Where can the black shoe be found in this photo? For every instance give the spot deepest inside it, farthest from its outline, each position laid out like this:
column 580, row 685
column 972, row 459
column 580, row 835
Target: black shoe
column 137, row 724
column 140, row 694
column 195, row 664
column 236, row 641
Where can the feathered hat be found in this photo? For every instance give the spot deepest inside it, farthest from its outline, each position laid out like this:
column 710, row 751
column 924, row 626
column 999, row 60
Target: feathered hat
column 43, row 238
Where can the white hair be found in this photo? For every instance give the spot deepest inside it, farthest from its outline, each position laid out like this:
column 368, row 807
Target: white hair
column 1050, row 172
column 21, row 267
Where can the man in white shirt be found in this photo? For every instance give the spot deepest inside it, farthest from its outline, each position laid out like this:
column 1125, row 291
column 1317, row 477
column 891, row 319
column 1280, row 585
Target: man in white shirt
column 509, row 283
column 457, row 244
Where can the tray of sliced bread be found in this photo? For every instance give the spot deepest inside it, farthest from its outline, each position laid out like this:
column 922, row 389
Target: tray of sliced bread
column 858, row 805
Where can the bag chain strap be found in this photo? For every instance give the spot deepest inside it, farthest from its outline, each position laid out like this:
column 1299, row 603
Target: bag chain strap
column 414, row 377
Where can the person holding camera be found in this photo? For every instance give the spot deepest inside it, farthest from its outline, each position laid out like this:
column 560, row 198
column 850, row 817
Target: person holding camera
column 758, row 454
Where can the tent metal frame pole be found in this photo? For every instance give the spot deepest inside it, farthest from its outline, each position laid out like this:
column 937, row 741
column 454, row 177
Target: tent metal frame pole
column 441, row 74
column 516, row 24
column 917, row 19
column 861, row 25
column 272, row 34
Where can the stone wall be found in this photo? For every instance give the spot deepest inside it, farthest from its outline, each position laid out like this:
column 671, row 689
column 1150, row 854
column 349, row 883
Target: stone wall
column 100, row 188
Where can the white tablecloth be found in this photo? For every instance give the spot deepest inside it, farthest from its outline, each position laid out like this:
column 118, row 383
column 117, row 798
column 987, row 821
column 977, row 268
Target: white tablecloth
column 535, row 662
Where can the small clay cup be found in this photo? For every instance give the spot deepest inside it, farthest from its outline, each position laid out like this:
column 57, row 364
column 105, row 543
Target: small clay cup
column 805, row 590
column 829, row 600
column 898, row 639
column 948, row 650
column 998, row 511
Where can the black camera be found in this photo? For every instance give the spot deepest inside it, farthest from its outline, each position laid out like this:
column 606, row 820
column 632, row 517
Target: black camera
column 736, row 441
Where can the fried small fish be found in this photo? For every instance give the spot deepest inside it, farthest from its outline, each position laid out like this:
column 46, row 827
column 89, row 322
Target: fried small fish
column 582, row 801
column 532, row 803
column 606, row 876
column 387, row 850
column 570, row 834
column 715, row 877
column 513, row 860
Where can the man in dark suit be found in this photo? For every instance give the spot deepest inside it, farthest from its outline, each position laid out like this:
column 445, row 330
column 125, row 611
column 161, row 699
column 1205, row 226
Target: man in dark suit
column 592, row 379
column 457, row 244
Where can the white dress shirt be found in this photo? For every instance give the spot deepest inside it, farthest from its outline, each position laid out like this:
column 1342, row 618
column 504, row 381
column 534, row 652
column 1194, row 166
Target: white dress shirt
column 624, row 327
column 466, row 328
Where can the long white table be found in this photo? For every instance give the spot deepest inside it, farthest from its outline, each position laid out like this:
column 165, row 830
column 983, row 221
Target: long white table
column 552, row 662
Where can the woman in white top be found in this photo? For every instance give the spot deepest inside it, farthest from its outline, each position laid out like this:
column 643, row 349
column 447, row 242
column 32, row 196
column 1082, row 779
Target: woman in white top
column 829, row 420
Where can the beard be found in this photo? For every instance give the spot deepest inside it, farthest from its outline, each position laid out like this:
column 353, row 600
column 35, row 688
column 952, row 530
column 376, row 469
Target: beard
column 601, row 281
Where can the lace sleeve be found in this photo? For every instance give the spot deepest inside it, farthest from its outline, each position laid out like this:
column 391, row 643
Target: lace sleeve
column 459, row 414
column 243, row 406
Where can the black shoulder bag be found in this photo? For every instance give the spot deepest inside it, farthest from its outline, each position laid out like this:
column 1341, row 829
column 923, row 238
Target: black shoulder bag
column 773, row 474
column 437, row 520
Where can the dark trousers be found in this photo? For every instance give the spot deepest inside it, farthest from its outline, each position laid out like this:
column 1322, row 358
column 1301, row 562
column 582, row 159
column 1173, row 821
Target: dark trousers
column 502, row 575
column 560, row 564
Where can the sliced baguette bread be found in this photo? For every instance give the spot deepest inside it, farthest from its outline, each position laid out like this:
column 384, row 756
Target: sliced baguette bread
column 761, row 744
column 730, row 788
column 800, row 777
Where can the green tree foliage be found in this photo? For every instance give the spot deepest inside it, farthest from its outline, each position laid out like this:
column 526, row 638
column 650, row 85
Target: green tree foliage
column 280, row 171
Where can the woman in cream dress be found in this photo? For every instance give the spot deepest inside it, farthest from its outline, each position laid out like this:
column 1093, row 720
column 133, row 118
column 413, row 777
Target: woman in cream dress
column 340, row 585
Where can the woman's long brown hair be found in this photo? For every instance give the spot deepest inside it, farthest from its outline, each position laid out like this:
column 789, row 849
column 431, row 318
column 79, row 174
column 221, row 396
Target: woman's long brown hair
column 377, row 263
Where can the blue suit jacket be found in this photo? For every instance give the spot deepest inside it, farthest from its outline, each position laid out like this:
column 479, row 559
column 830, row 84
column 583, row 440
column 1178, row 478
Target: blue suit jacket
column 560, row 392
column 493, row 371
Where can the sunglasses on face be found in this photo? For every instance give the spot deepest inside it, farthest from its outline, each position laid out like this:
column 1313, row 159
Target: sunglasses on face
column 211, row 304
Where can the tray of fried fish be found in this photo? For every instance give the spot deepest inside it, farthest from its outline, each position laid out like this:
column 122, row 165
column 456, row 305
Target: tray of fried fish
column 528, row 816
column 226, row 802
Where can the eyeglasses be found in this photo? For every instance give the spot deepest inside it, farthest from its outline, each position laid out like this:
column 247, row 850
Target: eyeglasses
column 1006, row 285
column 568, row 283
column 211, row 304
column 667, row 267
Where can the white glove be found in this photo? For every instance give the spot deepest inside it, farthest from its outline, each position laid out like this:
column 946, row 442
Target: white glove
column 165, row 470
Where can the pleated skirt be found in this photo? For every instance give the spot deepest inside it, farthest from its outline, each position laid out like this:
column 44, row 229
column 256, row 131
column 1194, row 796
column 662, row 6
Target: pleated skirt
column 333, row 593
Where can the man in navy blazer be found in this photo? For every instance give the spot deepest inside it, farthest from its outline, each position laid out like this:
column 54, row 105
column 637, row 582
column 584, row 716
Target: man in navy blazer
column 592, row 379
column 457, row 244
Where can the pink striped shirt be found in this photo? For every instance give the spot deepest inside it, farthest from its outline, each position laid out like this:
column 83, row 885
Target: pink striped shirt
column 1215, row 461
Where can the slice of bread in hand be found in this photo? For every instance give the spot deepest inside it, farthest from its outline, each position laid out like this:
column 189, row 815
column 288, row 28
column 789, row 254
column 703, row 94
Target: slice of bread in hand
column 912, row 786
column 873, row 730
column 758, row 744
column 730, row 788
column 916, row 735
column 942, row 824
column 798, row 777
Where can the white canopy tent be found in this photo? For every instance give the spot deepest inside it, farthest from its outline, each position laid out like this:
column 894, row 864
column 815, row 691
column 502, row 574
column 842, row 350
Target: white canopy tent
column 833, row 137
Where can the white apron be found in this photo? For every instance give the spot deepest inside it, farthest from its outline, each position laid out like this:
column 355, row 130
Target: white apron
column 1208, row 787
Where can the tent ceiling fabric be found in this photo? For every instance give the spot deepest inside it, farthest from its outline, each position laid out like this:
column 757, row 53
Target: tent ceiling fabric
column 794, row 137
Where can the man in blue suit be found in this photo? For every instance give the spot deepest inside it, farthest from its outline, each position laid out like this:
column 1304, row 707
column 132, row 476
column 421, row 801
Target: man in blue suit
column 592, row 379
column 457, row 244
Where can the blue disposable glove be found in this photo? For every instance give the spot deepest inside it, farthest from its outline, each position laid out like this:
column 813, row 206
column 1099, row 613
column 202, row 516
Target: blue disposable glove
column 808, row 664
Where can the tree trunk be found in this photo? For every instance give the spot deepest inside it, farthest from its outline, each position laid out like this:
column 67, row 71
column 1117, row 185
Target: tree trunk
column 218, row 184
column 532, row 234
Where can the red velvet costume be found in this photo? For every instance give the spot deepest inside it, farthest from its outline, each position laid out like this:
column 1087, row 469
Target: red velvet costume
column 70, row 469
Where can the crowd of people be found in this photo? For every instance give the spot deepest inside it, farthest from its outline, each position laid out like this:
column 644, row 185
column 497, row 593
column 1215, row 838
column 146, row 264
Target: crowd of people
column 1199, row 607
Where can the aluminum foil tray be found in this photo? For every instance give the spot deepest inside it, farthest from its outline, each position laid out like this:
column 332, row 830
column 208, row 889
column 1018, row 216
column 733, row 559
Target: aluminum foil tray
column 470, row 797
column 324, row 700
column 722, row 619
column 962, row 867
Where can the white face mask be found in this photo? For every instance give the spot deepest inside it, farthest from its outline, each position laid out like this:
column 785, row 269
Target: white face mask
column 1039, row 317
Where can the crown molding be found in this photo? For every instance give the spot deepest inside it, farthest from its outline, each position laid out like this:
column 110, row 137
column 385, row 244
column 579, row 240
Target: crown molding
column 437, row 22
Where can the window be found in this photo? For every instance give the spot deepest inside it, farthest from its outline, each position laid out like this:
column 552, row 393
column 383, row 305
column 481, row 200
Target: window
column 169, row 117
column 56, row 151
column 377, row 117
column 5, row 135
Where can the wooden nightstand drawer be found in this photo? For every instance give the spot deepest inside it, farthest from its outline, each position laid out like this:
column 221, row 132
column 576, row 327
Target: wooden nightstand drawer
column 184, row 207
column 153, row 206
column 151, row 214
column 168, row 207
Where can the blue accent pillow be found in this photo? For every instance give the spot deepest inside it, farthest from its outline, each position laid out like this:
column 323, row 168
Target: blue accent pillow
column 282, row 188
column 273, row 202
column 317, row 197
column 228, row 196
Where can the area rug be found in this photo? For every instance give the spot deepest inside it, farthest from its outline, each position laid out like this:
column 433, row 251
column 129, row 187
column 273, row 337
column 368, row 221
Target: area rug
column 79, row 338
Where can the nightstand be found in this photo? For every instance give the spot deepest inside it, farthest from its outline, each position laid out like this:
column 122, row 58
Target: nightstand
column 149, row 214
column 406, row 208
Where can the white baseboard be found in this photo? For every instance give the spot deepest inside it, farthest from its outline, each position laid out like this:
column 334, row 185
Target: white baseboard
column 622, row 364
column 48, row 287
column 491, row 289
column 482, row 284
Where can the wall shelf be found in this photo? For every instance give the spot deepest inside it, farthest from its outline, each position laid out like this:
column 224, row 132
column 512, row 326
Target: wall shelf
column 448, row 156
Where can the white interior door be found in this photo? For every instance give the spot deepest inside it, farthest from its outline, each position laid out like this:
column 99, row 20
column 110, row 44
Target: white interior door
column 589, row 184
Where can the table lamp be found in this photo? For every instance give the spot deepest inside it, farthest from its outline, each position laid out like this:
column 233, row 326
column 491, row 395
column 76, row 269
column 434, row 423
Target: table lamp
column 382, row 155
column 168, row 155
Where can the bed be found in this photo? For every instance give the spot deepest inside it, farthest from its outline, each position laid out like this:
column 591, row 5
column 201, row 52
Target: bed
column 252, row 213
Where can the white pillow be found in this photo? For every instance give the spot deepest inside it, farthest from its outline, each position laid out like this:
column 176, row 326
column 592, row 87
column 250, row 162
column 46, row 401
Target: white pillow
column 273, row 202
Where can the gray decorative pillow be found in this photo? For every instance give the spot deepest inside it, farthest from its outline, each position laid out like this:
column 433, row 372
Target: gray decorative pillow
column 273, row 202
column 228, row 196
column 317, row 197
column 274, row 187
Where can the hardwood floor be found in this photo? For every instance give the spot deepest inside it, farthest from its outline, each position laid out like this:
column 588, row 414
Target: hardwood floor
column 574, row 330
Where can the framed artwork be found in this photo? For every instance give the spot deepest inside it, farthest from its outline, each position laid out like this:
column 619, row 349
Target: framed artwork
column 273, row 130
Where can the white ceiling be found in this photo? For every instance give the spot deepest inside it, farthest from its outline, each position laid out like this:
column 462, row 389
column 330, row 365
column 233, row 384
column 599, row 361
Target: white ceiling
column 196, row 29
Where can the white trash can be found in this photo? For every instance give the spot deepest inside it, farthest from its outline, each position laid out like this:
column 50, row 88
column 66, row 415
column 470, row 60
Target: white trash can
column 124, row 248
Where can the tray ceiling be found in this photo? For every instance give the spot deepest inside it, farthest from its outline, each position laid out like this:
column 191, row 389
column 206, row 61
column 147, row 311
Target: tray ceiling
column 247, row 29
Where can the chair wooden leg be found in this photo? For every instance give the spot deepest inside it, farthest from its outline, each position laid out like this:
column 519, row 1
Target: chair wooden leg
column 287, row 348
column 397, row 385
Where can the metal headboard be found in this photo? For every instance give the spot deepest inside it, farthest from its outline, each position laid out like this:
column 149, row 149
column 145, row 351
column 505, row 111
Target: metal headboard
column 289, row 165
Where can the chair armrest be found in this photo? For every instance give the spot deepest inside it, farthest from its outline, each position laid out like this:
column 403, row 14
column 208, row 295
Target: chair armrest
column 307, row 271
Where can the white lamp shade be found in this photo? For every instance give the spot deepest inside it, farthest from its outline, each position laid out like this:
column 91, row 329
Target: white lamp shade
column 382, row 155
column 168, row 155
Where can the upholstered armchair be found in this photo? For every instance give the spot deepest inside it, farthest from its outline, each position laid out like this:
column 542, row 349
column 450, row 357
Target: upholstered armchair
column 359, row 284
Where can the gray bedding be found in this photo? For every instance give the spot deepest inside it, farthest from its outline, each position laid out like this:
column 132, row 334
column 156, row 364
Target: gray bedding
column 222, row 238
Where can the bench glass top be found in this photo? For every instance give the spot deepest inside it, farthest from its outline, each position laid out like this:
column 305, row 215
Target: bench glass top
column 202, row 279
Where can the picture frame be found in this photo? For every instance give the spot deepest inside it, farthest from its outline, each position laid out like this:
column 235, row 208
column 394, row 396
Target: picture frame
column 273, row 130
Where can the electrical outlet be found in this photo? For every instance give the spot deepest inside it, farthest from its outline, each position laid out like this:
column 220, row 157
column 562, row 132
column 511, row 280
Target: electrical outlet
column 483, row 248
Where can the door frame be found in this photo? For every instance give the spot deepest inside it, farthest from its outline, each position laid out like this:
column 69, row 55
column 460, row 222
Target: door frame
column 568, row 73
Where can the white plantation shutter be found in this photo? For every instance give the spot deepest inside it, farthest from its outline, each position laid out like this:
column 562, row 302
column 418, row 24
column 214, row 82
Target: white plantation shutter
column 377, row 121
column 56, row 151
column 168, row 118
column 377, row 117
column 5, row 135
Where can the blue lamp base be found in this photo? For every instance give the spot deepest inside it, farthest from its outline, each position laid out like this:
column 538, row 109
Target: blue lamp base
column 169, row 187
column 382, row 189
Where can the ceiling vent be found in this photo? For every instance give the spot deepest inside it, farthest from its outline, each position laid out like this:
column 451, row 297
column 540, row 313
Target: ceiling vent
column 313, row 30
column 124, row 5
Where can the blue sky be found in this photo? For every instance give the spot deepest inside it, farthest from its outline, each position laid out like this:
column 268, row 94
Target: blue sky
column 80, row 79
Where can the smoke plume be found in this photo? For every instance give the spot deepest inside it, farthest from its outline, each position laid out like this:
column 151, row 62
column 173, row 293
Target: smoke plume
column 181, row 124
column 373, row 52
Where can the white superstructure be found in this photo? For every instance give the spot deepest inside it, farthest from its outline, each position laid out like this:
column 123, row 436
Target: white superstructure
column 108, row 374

• • •

**Activity**.
The first line of the entries above marks where to begin; repeat each line exactly through the one that contains "column 999, row 60", and include that line.

**Task response**.
Where can the black shoe be found in this photo? For every instance give the spot deepest inside it, farthest from its outline, each position laid out like this:
column 580, row 685
column 972, row 459
column 580, row 835
Target: black shoe
column 137, row 724
column 140, row 694
column 195, row 664
column 236, row 641
Where can the feathered hat be found in this photo? For every instance give the spot deepest inside it, farthest from its outline, each position laid out like this:
column 710, row 751
column 924, row 626
column 999, row 60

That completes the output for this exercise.